[Desafio] Reproduza por inteiro o trecho sobre o diálogo com as religiões, sem alterar nenhuma palavra nem sinal de pontuação.

[Trecho extraído]
>>

Quanta razão tivessem a este respeito, só pouco a pouco o fomos compreendendo
no ocidente. Por fim cresceu a intuição de que era justo falar também doutras
duas grandes religiões – o hinduísmo e o budismo – bem como do tema da religião
em geral. A isto se juntou depois espontaneamente uma breve instrução relativa
ao diálogo e à colaboração com as religiões, cujos valores espirituais, morais
e socioculturais deviam ser reconhecidos, conservados e promovidos (cf. n. 2).
Assim, num documento específico e extraordinariamente denso, inaugurou-se um
tema cuja importância na época ainda não era previsível. Vão-se tornando cada
vez mais evidentes tanto a tarefa que o mesmo implica como a fadiga ainda
necessária para tudo distinguir, esclarecer e compreender. No processo de
recepção ativa, foi pouco a pouco surgindo também uma debilidade deste texto em
si extraordinário: só fala da religião na sua feição positiva e ignora as
formas doentias e falsificadas de religião, que têm, do ponto de vista
histórico e teológico um vasto alcance; por isso, desde o início, a fé cristã
foi muito crítica em relação à religião, tanto no próprio seio como no mundo
exterior.

<<

[Informações fornecidas]
>>

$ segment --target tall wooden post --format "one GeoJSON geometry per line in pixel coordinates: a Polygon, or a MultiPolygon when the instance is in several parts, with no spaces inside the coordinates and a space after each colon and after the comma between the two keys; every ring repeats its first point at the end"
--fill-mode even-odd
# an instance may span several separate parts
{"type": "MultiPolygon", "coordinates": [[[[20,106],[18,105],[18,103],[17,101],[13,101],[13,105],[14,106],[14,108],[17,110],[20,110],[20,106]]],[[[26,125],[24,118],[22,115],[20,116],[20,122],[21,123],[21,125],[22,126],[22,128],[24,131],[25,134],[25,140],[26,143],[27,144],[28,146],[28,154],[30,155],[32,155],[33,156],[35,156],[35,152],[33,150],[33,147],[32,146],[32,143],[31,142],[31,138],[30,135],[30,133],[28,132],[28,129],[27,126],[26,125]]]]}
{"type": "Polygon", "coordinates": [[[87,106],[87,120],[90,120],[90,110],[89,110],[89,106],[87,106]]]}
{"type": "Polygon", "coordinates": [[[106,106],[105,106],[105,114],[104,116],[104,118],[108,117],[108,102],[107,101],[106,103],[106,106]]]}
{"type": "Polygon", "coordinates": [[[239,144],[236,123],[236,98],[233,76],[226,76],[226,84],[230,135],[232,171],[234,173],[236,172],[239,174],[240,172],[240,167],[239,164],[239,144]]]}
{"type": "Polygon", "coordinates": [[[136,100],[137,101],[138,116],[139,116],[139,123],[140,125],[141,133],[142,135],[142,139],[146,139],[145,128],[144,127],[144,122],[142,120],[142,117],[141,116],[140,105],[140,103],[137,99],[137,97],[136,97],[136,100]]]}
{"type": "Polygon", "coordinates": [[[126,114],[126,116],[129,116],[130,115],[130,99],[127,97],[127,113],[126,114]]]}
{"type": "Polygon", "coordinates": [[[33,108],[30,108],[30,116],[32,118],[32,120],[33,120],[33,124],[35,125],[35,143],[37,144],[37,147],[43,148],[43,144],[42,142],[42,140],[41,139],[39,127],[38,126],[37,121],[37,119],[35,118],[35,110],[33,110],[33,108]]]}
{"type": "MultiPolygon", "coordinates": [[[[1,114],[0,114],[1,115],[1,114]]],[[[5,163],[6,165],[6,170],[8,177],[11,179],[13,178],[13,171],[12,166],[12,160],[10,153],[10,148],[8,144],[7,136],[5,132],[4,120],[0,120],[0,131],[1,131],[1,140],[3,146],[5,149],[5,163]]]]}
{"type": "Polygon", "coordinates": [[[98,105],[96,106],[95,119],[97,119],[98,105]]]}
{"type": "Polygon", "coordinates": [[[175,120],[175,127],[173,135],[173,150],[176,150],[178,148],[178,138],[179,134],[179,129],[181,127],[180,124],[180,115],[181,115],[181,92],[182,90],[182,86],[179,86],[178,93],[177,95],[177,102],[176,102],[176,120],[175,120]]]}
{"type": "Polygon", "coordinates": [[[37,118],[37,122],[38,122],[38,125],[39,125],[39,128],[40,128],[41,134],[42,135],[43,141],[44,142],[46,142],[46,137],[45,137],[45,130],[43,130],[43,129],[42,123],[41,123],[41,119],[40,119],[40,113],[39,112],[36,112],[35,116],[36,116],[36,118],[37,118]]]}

<<

[Resultado do exercício]
Quanta razão tivessem a este respeito, só pouco a pouco o fomos compreendendo
no ocidente. Por fim cresceu a intuição de que era justo falar também doutras
duas grandes religiões – o hinduísmo e o budismo – bem como do tema da religião
em geral. A isto se juntou depois espontaneamente uma breve instrução relativa
ao diálogo e à colaboração com as religiões, cujos valores espirituais, morais
e socioculturais deviam ser reconhecidos, conservados e promovidos (cf. n. 2).
Assim, num documento específico e extraordinariamente denso, inaugurou-se um
tema cuja importância na época ainda não era previsível. Vão-se tornando cada
vez mais evidentes tanto a tarefa que o mesmo implica como a fadiga ainda
necessária para tudo distinguir, esclarecer e compreender. No processo de
recepção ativa, foi pouco a pouco surgindo também uma debilidade deste texto em
si extraordinário: só fala da religião na sua feição positiva e ignora as
formas doentias e falsificadas de religião, que têm, do ponto de vista
histórico e teológico um vasto alcance; por isso, desde o início, a fé cristã
foi muito crítica em relação à religião, tanto no próprio seio como no mundo
exterior.